BEGIN Source records

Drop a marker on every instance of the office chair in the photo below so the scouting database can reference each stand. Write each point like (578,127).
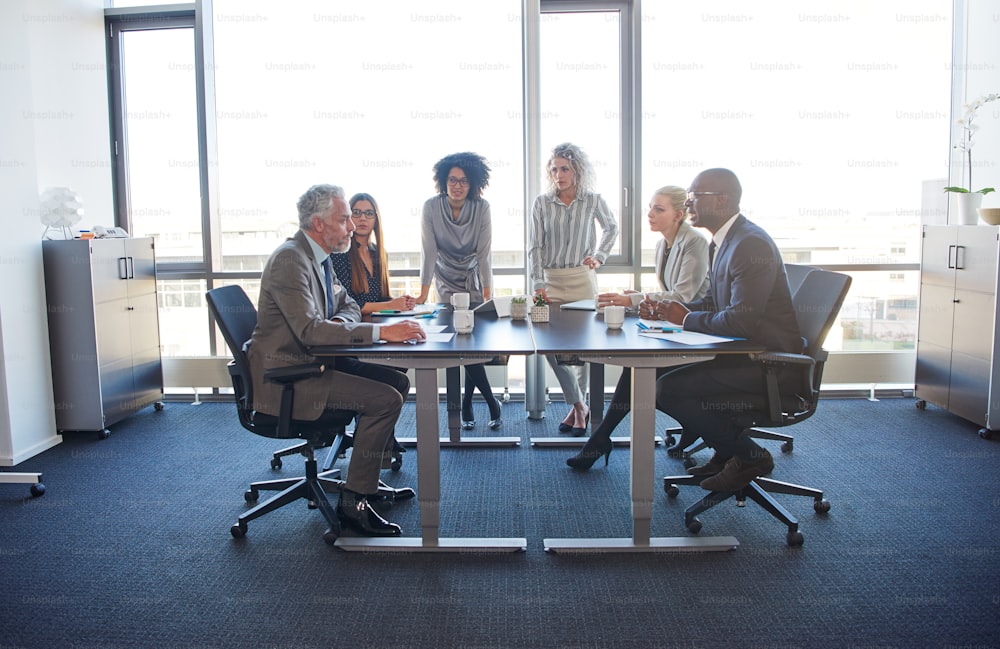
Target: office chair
(237,317)
(817,305)
(684,446)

END Source records

*Try it*
The entries above should be reproduced exactly, without their pictures.

*Task answer*
Drop a marker on every instance of the office chair in the photo below so the scouting database can reference each stand. Write each point like (578,127).
Target: office chair
(237,317)
(817,305)
(684,446)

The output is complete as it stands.